Stephen Brookfield’s insistence that good teaching must be grounded in sustained critical reflection is so important to this consideration of our grading practices in particular because “implicit assumptions soak into consciousness from the professional and cultural air around” us, and grades/ grading practices are a prime example of this (Brookfield 3). All too often our grading practices, replicated from our own experiences and perpetuated uncritically from semester to semester, year to year,  “inadvertently [pull] students (and their teachers) farther away from a focus on learning.  Rather than teach students to be curious about the academic content, to care about their progress as a learner to invest in the health of the classroom community, and to co-construct productive relationships with their peers or teacher, we teach [students]to care about points” or grades, and we perpetuate inequities (Feldman 35). 

We need to acknowledge that when it comes to grades, no matter how friendly and welcoming our syllabus and our other classroom practices, the simple truth is this: “Because the teacher essentially ‘owns’ all the points and determines how many points students receive or are withheld from them, she holds all the power in the classroom” (Feldman 36).  Thus, the work to really examine our grading practices—to make them equity minded—is not optional but a central issue if we’re serious about making our classrooms more student-centered, more inclusive, more nurturing, more compassionate, more equitable.

Questions for Reflection

  1. What is your vision for grading? What do you wish grading could be for students, particularly for the most vulnerable populations? What do you wish grading could be for you? In which ways do current grading practices meet those expectations, and which ways do they not?
  2. What do your final grades ultimately reflect? Student performance, the skills/ knowledge outlined in the course outcomes? Effort? Behavior? Environment? A mixture? 
  3. How do our implicit biases operate when we incorporate students’ nonacademic behaviors and performance into their grades?
  4. What are some specific ways you could make your grades more bias-resistant?

Works Cited

Bain, Ken.  What the Best College Teachers Do. Harvard UP, 2004.

Brookfield, Stephen.  Becoming a Critically Reflective Teacher. 2nd ed. Jossey-Bass, 2017.

Cavanagh, Sara Rose. The Spark of Learning: Energizing the College Classroom with the Science of Emotion. West Virginia UP, 2016.

Feldman, Joe.  Grading for Equity: What It Is, Why It Matters, and How It Can Transform Schools and Classrooms. Corwin, 2019.

For Further Study

Blum, Susan D..  Ungrading: Why Rating Students Undermines Learning (and What to Do Instead). West Virginia UP, 2020.

Inoue, Asao B..  Anti-Racist Assessment Ecologies:  Teaching and Assessing Writing for a Socially Just Future. The WAC Clearinghouse, 2015.

Nilson, Linda B..  Specifications Grading: Restoring Rigor, Motivating Students, and Saving Faculty Time. Stylus, 2015.

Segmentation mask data
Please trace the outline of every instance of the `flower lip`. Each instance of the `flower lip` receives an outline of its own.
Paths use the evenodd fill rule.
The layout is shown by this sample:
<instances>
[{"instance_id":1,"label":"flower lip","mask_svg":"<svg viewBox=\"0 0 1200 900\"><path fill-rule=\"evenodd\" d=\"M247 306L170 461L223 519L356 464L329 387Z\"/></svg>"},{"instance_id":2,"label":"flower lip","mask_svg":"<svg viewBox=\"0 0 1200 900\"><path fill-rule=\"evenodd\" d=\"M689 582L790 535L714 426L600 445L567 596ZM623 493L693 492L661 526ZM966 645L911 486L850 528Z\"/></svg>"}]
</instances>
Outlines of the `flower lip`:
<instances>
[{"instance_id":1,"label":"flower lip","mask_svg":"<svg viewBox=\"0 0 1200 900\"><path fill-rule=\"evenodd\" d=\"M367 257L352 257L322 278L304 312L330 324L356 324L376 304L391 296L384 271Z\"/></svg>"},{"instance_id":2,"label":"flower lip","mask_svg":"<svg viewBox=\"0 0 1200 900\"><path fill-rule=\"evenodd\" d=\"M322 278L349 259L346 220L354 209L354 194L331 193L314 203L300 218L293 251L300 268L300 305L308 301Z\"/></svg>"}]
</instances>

Exercise A:
Please answer these questions about the grading passage:
(i) In the words quoted from Feldman, who holds all the power in the classroom?
(ii) Which publisher is listed for Brookfield's Becoming a Critically Reflective Teacher?
(iii) In what year was Blum's Ungrading published?
Exercise B: Write out the part of the grading passage that opens with the words containing "For Further Study" and closes with "Time. Stylus, 2015.", swapping "Stylus" for "Stylus Publishing".

Answer A:
(i) The teacher.
(ii) Jossey-Bass.
(iii) 2020.

Answer B:
For Further Study

Blum, Susan D..  Ungrading: Why Rating Students Undermines Learning (and What to Do Instead). West Virginia UP, 2020.

Inoue, Asao B..  Anti-Racist Assessment Ecologies:  Teaching and Assessing Writing for a Socially Just Future. The WAC Clearinghouse, 2015.

Nilson, Linda B..  Specifications Grading: Restoring Rigor, Motivating Students, and Saving Faculty Time. Stylus Publishing, 2015.